EXERCISE DESCRIPTION: Copy out the complete listing, word for word.

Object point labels
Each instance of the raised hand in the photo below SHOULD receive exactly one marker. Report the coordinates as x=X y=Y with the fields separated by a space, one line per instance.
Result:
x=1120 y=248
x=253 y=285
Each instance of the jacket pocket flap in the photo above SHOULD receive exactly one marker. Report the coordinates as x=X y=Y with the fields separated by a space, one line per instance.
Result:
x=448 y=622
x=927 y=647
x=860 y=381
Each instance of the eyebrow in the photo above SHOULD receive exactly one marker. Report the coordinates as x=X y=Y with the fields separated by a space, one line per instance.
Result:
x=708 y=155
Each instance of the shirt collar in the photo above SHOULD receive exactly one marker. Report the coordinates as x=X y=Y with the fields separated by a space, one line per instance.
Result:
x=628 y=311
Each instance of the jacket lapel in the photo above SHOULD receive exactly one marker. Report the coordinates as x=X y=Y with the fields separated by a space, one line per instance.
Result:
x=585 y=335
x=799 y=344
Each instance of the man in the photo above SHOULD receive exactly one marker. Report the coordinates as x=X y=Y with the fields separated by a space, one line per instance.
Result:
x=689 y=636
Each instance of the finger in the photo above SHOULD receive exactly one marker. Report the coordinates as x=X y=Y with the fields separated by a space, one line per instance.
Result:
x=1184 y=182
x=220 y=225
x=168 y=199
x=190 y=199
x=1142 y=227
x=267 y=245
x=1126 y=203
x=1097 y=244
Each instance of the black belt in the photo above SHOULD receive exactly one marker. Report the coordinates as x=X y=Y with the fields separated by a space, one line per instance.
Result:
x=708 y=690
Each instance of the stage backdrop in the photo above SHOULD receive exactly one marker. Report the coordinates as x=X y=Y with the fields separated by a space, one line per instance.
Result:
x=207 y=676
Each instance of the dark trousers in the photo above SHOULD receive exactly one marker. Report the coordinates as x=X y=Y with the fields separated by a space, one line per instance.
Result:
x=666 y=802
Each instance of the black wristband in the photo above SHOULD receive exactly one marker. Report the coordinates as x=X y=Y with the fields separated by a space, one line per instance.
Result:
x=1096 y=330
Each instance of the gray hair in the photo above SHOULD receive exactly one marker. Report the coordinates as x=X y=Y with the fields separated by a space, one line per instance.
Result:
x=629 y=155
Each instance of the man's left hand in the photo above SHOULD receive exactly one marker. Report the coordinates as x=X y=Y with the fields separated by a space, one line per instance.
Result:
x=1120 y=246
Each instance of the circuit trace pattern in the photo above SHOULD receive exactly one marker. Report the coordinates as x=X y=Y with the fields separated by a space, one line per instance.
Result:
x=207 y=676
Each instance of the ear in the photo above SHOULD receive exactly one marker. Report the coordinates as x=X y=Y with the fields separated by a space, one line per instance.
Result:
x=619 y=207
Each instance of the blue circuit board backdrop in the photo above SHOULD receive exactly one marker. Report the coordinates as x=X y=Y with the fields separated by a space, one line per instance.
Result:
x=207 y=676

FULL RESPONSE:
Each instance of the raised hand in the photo below SHOULD receive exactly one marker. Report the coordinates as x=X y=Y with the fields separated by a space, one line per instance.
Result:
x=1120 y=248
x=253 y=285
Each instance of the jacket pocket flap in the photo above SHOULD receive exactly one marker. Report the coordinates as x=X y=Y with the fields separated by a space, one line per instance.
Result:
x=448 y=622
x=927 y=647
x=860 y=381
Each instance of the eyebrow in the photo above SHOULD receive exactly one marker. Report the coordinates as x=X y=Y with the fields separated by a space, one line per instance.
Result:
x=708 y=155
Each instance of the shirt collar in the photo above SHOULD receive exactly one marker. Report the coordinates as x=X y=Y with the fields separated by a space, one line per instance.
Result:
x=628 y=311
Each instance of the jacket lapel in the photo above SHOULD receive exactly one marker. Report the coordinates as x=X y=Y with the fields separated by a space, one line per instance.
Result:
x=585 y=335
x=799 y=344
Each instance of the man in the photo above SHOULD receive exactly one marker. Report the coordinates as x=X y=Y with the fields separated by a space, one line per instance.
Result:
x=689 y=636
Each instance of the finger in the photo above SHOULD receive exactly one marker. Report the coordinates as x=X y=Y with the fields separated by a space, one line per instance.
Result:
x=1184 y=182
x=220 y=225
x=168 y=199
x=190 y=199
x=1142 y=227
x=267 y=245
x=1126 y=203
x=1097 y=244
Each instance of the black belt in the photo above SHOULD receive exactly one marker. Report the coordinates as x=X y=Y with the fields separated by a space, one line per instance.
Result:
x=708 y=690
Each instance of the stage backdrop in the photo above SHOULD receive exactly one marker. Report the coordinates as x=X y=Y with the fields separated by a space, one line per instance.
Result:
x=207 y=676
Each instance of the dark trousers in the photo above SHOULD receive exactly one marker. Report the coordinates as x=X y=Y with the fields separated by a space, one line per instance.
Result:
x=666 y=802
Each instance of the black wristband in the photo above SHOULD receive exactly one marker. Report the coordinates as x=X y=Y with the fields separated by a space, one line per instance.
Result:
x=1096 y=330
Each instance of the gray hair in the photo above SHOULD receive exactly one marker. Report the coordinates as x=X y=Y with the fields separated by a space, one line per instance.
Result:
x=629 y=155
Each instance of the man's left hand in the photo above SHOULD receive exactly one marker. Report the coordinates as x=X y=Y with the fields separated by a space, one line per instance.
Result:
x=1120 y=246
Each instance of the circuit trace pattern in the photo above SHOULD receive exactly one marker. Report the coordinates as x=X y=Y with the fields separated by a space, one line per instance.
Result:
x=207 y=676
Each instance of the ear in the photo above SHOULD receive exactly one marker. Report the coordinates as x=X y=Y with the fields separated by a space, one line per instance.
Result:
x=619 y=207
Each instance of the blue circuit board backdrop in the photo above SHOULD receive exactly one marker. Report the coordinates as x=X y=Y with the fields separated by a space, one line per instance.
Result:
x=207 y=676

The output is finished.